> _Things to do_:
- A) In the article on Australia's delayed tax transparency legislation, retype the passage between "The Australian government" and "Tax Justice Network.", inclusive.
- B) Carry on the article about Australia's delayed tax transparency legislation from its final sentence, writing the text that would follow.

> _Page text_:
## Begin

Mark Bou Mansour ■ Global tax rulemaker under fire after Australia pressured to delay global tax transparency breakthrough

The chamber of Australia's House of Representatives in the Australian Parliament

Global tax rulemaker under fire after Australia pressured to delay global tax transparency breakthrough

The Australian government has delayed legislation1 which would have delivered the biggest breakthrough to date in transparency on the taxes of multinational corporations. Shockingly, reports suggest that lobbying against the legislation by multinational corporations and their professional enablers may have been bolstered by the OECD itself – the organisation which claims to set international tax rules in order to reduce corporate tax abuse.

“The suggestion that the OECD interfered in a country’s decision to promote tax transparency is extraordinary, and the organisation must provide a full, public explanation of its role here,” said Alex Cobham, chief executive at the Tax Justice Network.

Australia’s proposed legislation, which was expected to pass this week with a comfortable majority, would require major multinationals operating in Australia to publish their country by country reports. The reports are designed to expose any profit shifting a multinational corporation may be doing into tax havens. Multinational corporations are estimated to shift over US$1.1 trillion into tax havens every year, costing the world over US$312 billion in lost corporate tax a year.2

At least 1 out of every 4 tax dollars lost to multinational corporations shifting profit into tax haven can be prevented by requiring all multinational corporations to make these reports public, according to conservative estimates.3

Due to the international nature of multinational corporations, at least 1 in 5 multinational corporations around the world would be affected by the new Australian law and be required to publicly disclose about their profits and taxes.4 This includes many of the world’s biggest multinational corporations such as Amazon, Apple, BP, British American Tobacco, Chevron, Coca-Cola, ExxonMobil, Ford, General Electrics, HP, Hyundai, JPMorgan, Johnson & Johnson, Lockheed Martin, McDonalds, Mastercard, Mercedes-Benz, Microsoft, Nestle, Nike, PayPal, Pepsi, Pfizer, Philip Morris International, Starbucks, Tesla, Unilever, Verizon, Volkswagen and Walt Disney Co. The delayed Australian legislation can help government’s around the world curb their corporate tax losses to tax havens.

## End

> _Supplied data_:
## Begin

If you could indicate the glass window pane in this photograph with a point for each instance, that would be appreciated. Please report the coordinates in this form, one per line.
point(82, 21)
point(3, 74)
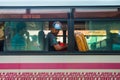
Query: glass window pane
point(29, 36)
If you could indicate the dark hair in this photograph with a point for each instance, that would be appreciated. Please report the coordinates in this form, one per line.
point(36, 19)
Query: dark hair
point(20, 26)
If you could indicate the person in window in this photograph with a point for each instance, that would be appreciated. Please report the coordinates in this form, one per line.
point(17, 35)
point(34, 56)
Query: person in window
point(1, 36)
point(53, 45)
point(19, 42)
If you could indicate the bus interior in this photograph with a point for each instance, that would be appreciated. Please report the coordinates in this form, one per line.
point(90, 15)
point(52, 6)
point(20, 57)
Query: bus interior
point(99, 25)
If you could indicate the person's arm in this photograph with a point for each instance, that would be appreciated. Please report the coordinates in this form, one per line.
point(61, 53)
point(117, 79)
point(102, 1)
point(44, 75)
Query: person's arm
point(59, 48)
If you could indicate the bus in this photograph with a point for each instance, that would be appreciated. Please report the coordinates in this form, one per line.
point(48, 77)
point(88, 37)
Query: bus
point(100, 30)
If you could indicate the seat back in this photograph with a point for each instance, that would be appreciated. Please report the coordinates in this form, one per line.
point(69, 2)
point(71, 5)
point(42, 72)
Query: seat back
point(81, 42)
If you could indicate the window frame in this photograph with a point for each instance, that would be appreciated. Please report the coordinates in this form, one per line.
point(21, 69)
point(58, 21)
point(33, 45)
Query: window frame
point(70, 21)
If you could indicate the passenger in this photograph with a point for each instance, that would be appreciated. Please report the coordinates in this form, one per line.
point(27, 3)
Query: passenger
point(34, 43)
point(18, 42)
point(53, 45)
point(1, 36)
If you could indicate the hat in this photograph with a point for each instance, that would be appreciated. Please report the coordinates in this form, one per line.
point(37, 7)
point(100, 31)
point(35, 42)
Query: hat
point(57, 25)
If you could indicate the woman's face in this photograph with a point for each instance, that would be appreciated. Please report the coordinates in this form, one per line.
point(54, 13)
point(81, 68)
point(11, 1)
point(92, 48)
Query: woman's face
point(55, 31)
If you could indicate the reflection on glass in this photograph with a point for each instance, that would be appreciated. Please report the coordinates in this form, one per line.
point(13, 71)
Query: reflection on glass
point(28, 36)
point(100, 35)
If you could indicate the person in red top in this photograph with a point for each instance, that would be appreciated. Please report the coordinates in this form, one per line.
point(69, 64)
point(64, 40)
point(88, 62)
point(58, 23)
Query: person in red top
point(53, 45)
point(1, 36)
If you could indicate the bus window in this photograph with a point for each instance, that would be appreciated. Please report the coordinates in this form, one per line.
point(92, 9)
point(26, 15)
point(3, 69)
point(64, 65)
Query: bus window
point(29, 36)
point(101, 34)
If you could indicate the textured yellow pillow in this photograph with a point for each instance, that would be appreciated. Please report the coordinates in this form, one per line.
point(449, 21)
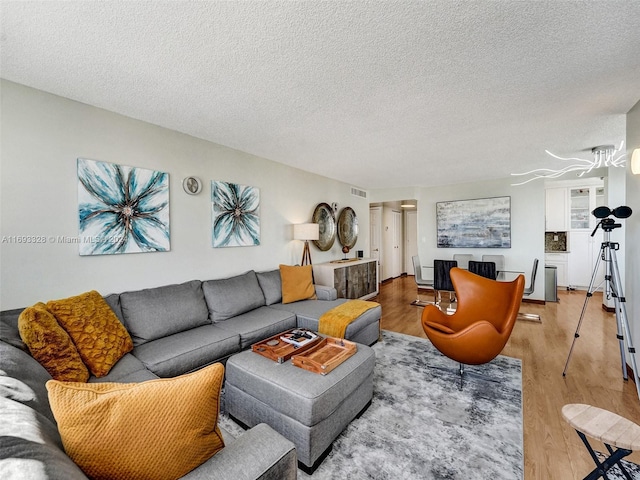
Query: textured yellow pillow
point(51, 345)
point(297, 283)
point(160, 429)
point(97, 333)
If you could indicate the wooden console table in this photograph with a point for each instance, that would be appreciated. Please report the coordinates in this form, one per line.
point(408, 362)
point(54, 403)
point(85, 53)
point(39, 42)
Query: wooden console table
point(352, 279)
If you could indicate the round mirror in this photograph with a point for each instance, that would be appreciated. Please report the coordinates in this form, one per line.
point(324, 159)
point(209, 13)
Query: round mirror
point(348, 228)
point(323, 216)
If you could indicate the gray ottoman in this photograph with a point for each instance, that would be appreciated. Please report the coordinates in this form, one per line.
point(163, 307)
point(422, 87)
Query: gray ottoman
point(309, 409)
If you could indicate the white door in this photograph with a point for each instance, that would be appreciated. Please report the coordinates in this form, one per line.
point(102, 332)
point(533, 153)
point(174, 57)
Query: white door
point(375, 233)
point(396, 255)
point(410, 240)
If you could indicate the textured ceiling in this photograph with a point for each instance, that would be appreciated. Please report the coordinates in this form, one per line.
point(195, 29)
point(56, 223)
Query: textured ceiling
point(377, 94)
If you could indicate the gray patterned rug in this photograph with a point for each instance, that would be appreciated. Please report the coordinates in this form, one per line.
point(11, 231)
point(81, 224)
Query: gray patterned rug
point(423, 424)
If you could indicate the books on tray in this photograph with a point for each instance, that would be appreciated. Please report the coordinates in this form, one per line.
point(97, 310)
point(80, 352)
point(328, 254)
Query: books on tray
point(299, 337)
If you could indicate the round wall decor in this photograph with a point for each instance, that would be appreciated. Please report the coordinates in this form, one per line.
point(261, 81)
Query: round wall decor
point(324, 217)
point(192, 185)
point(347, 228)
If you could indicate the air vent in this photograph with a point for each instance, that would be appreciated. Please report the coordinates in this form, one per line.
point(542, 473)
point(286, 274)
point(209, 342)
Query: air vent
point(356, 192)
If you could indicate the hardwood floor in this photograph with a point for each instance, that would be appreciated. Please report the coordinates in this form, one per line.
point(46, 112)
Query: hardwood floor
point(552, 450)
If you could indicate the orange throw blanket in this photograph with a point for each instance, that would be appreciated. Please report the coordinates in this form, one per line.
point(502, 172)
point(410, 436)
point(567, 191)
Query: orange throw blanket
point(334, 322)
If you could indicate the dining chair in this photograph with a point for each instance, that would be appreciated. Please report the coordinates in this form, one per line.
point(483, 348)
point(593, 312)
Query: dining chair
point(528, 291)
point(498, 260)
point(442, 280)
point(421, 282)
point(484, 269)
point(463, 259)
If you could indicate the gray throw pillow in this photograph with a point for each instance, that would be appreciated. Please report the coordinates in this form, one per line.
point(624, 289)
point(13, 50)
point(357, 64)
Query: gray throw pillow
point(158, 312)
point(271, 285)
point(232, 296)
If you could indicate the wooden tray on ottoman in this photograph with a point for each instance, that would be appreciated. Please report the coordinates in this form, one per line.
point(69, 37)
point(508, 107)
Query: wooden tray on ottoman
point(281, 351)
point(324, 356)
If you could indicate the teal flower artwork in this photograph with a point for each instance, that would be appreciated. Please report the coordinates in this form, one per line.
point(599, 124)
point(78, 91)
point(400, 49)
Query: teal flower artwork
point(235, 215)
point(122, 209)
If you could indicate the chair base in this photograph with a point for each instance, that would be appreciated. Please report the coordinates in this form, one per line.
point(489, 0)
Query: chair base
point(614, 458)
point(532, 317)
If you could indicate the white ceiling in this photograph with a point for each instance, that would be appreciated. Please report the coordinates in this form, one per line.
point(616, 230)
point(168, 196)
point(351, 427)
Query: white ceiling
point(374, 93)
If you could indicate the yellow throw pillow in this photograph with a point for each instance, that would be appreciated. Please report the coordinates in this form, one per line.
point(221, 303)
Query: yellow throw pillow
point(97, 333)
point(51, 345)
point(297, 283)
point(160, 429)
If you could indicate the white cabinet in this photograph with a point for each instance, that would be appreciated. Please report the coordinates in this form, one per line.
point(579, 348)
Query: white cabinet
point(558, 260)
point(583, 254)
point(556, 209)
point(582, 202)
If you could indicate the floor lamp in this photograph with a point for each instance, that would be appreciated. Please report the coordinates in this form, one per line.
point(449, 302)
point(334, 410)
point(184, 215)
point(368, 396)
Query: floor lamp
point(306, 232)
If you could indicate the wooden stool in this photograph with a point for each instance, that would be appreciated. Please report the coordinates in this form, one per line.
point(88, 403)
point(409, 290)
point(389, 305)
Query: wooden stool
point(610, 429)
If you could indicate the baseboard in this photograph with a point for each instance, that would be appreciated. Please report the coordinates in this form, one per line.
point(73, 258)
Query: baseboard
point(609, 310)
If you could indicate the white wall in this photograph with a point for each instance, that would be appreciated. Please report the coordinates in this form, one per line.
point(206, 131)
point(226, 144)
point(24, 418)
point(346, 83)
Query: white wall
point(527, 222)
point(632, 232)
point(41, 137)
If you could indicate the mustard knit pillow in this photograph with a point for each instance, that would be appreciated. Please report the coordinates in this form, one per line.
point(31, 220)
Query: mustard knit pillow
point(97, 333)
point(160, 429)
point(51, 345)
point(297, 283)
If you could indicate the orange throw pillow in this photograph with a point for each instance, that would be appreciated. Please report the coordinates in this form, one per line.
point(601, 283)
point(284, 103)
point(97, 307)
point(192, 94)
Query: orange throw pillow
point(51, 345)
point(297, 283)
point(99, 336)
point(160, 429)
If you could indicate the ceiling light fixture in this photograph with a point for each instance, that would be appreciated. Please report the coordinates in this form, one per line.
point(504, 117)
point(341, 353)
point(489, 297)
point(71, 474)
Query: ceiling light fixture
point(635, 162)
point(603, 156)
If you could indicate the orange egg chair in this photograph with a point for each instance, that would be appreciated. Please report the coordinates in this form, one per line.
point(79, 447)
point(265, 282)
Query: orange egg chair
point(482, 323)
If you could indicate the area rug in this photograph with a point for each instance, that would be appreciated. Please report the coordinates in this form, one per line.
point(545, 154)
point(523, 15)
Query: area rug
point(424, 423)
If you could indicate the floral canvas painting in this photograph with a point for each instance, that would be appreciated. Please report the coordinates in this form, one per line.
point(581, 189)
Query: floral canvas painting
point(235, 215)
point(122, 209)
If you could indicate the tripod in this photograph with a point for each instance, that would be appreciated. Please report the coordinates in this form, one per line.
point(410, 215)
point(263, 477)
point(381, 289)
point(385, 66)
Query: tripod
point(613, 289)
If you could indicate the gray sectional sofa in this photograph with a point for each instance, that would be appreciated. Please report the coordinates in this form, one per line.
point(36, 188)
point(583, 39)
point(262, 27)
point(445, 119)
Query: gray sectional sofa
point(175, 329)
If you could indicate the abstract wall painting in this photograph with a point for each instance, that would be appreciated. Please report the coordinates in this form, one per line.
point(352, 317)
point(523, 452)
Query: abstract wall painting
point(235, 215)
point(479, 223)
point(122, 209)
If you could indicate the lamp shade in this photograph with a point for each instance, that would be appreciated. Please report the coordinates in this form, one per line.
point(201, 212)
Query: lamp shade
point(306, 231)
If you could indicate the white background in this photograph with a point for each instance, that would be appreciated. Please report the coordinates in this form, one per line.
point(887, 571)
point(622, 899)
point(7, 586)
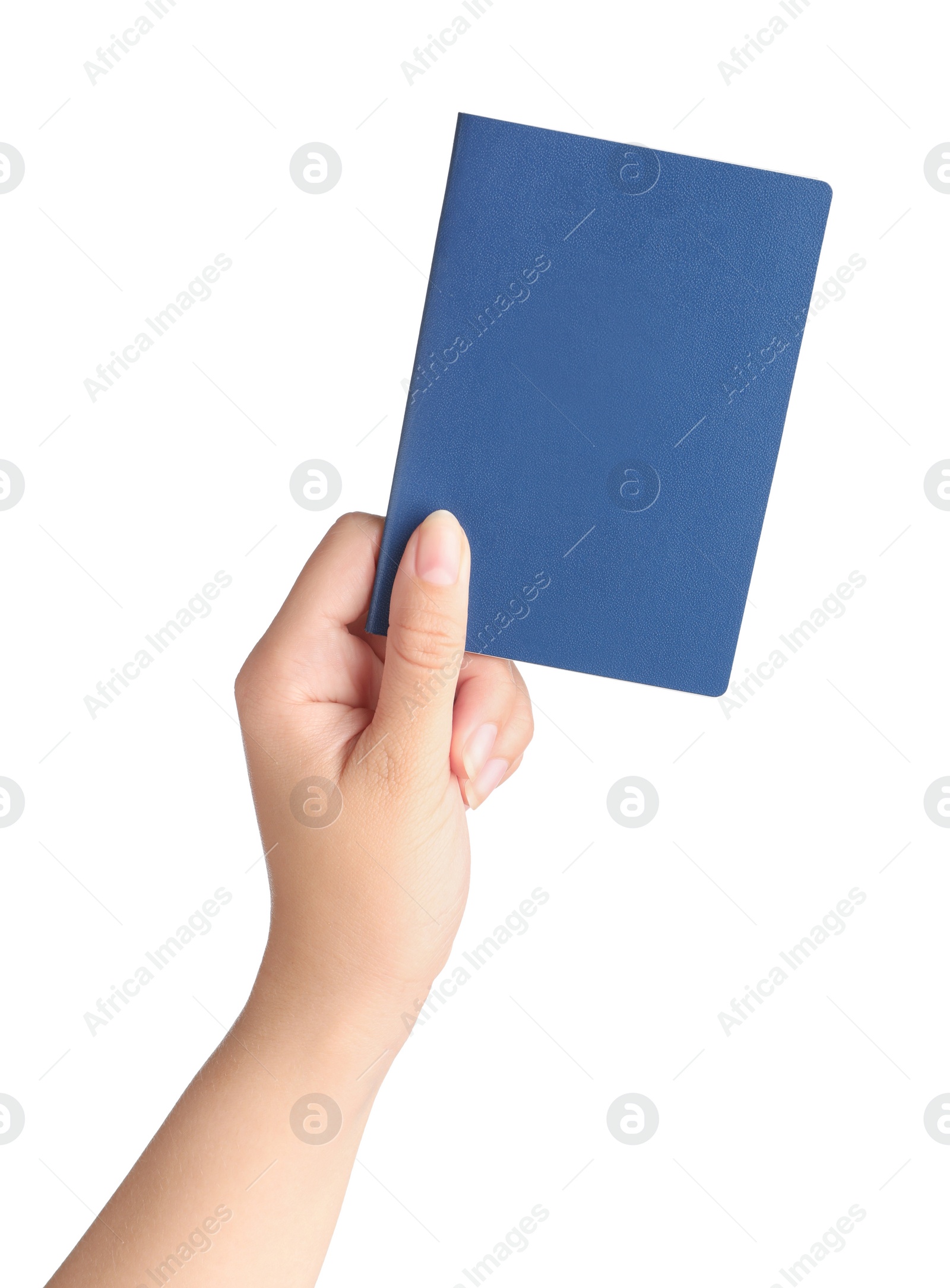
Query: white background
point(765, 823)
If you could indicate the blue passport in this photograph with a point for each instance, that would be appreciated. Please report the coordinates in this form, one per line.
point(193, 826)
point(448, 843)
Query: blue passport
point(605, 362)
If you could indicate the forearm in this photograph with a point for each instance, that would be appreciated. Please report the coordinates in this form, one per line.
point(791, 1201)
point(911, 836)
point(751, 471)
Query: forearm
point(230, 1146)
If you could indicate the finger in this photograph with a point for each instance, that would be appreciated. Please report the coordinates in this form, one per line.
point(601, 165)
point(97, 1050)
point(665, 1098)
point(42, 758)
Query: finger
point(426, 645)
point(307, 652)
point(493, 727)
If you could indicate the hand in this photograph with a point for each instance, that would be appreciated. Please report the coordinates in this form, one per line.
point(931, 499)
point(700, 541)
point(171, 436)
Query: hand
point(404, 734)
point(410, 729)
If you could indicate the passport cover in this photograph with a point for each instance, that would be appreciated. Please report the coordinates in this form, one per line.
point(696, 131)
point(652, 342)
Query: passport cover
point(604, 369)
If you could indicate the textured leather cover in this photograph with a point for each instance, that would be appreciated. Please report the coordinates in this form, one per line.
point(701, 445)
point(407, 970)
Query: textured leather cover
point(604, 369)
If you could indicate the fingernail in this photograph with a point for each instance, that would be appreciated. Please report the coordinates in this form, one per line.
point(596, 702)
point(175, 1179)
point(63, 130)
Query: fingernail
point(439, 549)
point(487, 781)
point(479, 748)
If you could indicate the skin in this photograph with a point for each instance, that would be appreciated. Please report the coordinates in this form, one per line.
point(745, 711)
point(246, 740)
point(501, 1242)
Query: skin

## End

> _Expected results_:
- A)
The Australian government has delayed legislation1 which would have delivered the biggest breakthrough to date in transparency on the taxes of multinational corporations. Shockingly, reports suggest that lobbying against the legislation by multinational corporations and their professional enablers may have been bolstered by the OECD itself – the organisation which claims to set international tax rules in order to reduce corporate tax abuse.

“The suggestion that the OECD interfered in a country’s decision to promote tax transparency is extraordinary, and the organisation must provide a full, public explanation of its role here,” said Alex Cobham, chief executive at the Tax Justice Network.

- B)
The strength of the Australian legislation comes from it moving beyond what is dubbed the “OECD concession”.5 Multinational corporations were almost made to publicly disclose their country by country reports when the G20 mandated the OECD in 2013 to develop an international standard for the reporting practice, which the OECD had long resisted.

Rather than requiring multinational corporations to make their country by country reports public, the OECD designed its standard to require multinational corporations to confidentially disclose their reports to their governments. These reports were then to be anonymised before being shared by the OECD as aggregated data with the public. The anonymised data has made it possible in recent years to determine how much profit multinational corporations shift into tax havens and how much tax they underpay as a result, but also impossible to identify the multinationals behind the profit shifting.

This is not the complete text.